Pour y arriver, il pourrait être intéressant de créer un « think tank » composé de profils différents et complémentaires afin d’exposer la problématique dans son ensemble. Le premier mandat de ce groupe sera de bien comprendre la problématique, d’en découvrir les causes racines et de proposer plusieurs pistes de solutions qui deviendront des projets. Une priorisation des différents projets s’en suivra. Vous vous retrouverez ainsi avec une série de petits projets qui seront priorisés dans le temps en fonction de leur importance, et pour lesquels, la réussite du précédent devient un « go » pour le suivant. Cette façon de gérer par petits projets permet un meilleur contrôle des risques, ainsi qu’une meilleure maîtrise du processus et des connaissances développées.

[Problèmes à résoudre]
[1] Restituez fidèlement le passage du texte sur la gestion par petits projets, de « Pour y arriver, il » jusqu'à « des connaissances développées. » inclus.
[2] D'après le texte sur la gestion par petits projets, qu'est-ce que cette façon de gérer permet ?
[3] Prolongez le texte sur la gestion par petits projets en enchaînant après sa dernière phrase.

[Documents fournis]
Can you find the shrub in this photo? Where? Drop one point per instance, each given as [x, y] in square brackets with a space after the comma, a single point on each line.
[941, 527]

[Corrigé de l'exercice]
[1]
Pour y arriver, il pourrait être intéressant de créer un « think tank » composé de profils différents et complémentaires afin d’exposer la problématique dans son ensemble. Le premier mandat de ce groupe sera de bien comprendre la problématique, d’en découvrir les causes racines et de proposer plusieurs pistes de solutions qui deviendront des projets. Une priorisation des différents projets s’en suivra. Vous vous retrouverez ainsi avec une série de petits projets qui seront priorisés dans le temps en fonction de leur importance, et pour lesquels, la réussite du précédent devient un « go » pour le suivant. Cette façon de gérer par petits projets permet un meilleur contrôle des risques, ainsi qu’une meilleure maîtrise du processus et des connaissances développées.

[2] Elle permet un meilleur contrôle des risques, ainsi qu'une meilleure maîtrise du processus et des connaissances développées.

[3]
5. Planifier et mesurer
Avant de parler du succès ou de l’échec d’un projet, il faut d’abord parler de l’atteinte des objectifs et de la mesure des cibles atteintes ou non. Par conséquent, il est important que l’intrapreneur définisse les objectifs directs et indirects ainsi que les cibles SMART (Spécifique, Mesurable, Atteignable, Réaliste et Temporellement défini) dès le départ. Définissez des jalons qui vous permettront de bien mesurer l’avancement du projet et de bien planifier les étapes à venir ainsi que les ressources à investir. ATTENTION! Gardez en tête que la définition des cibles doit comprendre une certaine latitude permettant la prise de risque. De plus, le simple fait d’explorer un nouveau champ de connaissances que vous ne possédez pas à l’interne peut représenter une cible en soi. Si vous balisez de manière trop spécifique, vous serez davantage dans une gestion de projet que dans un espace d’intrapreneuriat.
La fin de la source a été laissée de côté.